SOAL DIKERJAKAN:
A. Menurut teks bacaan tentang shaf shalat, mengapa imam meminta jamaah mematikan handphone atau menyetelnya ke mode senyap? Jawab dalam satu kalimat.
B. Terjemahkan kalimat dari teks bacaan tentang shaf shalat ini ke dalam bahasa Inggris: "Isi terlebih dahulu shaf paling depan, bagi yang tidak bisa berdiri sudah disediakan kursi di bagian paling belakang."

─── TEKS BACAAN ───

SUDUT PANDANG


"Demi menjaga kekhusuan shalat mohon matikan handphone atau silent. Isi terlebih dahulu shaf paling depan, bagi yang tidak bisa berdiri sudah disediakan kursi di bagian paling belakang. Lurus dan rapatkan shaf nya",
Himbau sang imam jelang shalat dimulai. 

Sementara takbir berkumandang, shaf akhwat masih saja berdebat tentang apakah kami harus berdiri di baris pertama atau kedua yang sudah lebih penuh jamaahnya. 'Bu, maju sini Bu masih kosong.'

'Mundur aja Bu, ini lebih banyak.' 

Tak ada kata sepakat. Teriak pun percuma hanya menegang urat. Maka sisa shaf bolong-bolong adalah yang pemandangan lumrah harian yang kerap kami lihat. 

Di awal-awal kedatangan dulu, saya termasuk salah seorang yang rajin cuap-cuap gemas sama jamaah yang nggak mau merapat, dan lebih milih shalat bertaburan bebas bak coklat dalam cookies.

─── DATA DITAMPILKAN ───

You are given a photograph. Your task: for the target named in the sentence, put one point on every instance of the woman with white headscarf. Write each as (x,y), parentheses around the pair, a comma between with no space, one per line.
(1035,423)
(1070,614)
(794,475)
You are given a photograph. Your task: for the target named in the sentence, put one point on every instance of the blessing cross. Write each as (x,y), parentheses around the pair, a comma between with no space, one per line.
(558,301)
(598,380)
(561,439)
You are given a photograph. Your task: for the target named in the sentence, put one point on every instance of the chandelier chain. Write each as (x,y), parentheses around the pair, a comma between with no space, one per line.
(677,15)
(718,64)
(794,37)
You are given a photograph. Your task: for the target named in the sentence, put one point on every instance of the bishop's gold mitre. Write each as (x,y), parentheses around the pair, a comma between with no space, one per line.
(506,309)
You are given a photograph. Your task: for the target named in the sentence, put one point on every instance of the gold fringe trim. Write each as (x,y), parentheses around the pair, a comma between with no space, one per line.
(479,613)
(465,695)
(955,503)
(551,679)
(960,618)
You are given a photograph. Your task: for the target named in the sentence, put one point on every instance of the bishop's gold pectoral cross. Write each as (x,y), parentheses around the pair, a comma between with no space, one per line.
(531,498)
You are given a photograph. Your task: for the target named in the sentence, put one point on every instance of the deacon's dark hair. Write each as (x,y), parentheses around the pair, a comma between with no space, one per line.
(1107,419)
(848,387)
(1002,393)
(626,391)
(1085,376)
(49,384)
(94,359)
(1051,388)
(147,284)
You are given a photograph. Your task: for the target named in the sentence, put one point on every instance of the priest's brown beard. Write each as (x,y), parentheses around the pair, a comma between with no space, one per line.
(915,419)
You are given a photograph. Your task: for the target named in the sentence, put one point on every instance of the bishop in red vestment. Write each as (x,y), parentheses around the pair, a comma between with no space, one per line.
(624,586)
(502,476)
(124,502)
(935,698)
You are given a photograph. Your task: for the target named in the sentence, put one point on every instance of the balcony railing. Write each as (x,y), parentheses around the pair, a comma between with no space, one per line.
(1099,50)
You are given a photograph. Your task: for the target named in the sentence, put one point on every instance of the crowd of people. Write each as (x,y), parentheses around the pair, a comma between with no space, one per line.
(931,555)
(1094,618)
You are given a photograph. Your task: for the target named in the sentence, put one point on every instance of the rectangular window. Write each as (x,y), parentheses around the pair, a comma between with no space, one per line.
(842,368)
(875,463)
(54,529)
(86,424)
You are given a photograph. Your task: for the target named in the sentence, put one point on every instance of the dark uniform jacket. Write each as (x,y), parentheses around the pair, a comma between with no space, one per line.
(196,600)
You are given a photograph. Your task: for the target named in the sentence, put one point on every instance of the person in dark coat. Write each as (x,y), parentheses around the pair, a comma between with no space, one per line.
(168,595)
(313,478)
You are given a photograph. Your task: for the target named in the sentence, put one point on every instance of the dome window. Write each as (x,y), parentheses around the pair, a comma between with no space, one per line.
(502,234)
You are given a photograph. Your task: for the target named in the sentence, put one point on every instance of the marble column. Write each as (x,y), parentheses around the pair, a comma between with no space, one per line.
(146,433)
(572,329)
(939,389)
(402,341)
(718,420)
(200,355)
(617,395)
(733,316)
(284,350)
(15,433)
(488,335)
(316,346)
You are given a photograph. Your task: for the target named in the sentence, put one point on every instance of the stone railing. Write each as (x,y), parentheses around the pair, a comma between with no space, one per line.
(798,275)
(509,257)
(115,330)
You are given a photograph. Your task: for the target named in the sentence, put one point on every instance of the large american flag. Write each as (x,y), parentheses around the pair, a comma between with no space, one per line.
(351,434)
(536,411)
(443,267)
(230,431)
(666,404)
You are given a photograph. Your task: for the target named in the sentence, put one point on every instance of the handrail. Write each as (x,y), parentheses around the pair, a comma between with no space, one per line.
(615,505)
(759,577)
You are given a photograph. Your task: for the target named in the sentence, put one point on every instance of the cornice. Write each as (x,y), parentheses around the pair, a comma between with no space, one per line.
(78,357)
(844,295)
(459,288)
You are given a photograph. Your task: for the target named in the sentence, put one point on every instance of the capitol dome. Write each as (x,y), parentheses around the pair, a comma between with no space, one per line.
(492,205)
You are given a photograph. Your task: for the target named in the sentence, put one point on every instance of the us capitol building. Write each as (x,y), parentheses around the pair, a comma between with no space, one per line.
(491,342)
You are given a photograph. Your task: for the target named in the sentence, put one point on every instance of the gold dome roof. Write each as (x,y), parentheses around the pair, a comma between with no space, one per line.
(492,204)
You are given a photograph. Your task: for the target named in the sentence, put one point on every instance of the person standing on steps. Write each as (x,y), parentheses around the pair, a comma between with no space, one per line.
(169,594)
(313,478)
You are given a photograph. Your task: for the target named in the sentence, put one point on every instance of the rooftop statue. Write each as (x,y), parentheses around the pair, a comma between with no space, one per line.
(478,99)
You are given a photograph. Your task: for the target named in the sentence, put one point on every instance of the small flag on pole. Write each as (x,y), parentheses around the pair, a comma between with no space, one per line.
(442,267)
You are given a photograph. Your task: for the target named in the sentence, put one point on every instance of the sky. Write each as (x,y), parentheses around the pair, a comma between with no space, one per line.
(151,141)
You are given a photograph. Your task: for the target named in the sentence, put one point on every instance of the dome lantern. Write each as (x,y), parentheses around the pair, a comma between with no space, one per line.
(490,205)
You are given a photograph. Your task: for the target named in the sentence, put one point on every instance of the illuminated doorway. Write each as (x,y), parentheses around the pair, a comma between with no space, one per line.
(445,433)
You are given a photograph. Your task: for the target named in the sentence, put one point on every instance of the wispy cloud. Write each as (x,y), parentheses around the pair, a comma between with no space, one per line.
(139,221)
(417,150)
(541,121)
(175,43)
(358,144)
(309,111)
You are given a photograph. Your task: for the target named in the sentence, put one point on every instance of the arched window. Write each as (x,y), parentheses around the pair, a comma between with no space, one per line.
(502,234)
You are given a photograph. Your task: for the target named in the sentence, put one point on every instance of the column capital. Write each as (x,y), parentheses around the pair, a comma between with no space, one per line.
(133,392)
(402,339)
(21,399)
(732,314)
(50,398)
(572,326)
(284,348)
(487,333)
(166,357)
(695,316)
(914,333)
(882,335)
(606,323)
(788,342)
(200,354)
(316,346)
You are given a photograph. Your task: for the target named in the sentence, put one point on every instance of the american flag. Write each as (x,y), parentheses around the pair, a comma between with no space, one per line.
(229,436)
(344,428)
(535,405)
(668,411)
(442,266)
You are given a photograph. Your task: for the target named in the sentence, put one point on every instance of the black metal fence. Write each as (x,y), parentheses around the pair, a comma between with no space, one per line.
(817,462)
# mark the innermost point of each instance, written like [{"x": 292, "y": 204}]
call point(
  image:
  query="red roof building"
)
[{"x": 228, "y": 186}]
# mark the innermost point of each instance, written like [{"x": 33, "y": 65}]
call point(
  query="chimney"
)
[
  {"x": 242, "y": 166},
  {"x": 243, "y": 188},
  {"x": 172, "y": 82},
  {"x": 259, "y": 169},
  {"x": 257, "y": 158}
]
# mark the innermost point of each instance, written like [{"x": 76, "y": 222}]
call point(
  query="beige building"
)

───

DAFTAR JAWABAN:
A. Imam meminta hal itu demi menjaga kekhusyukan shalat.

B. Fill the very front row first; for those who cannot stand, chairs have been provided at the very back.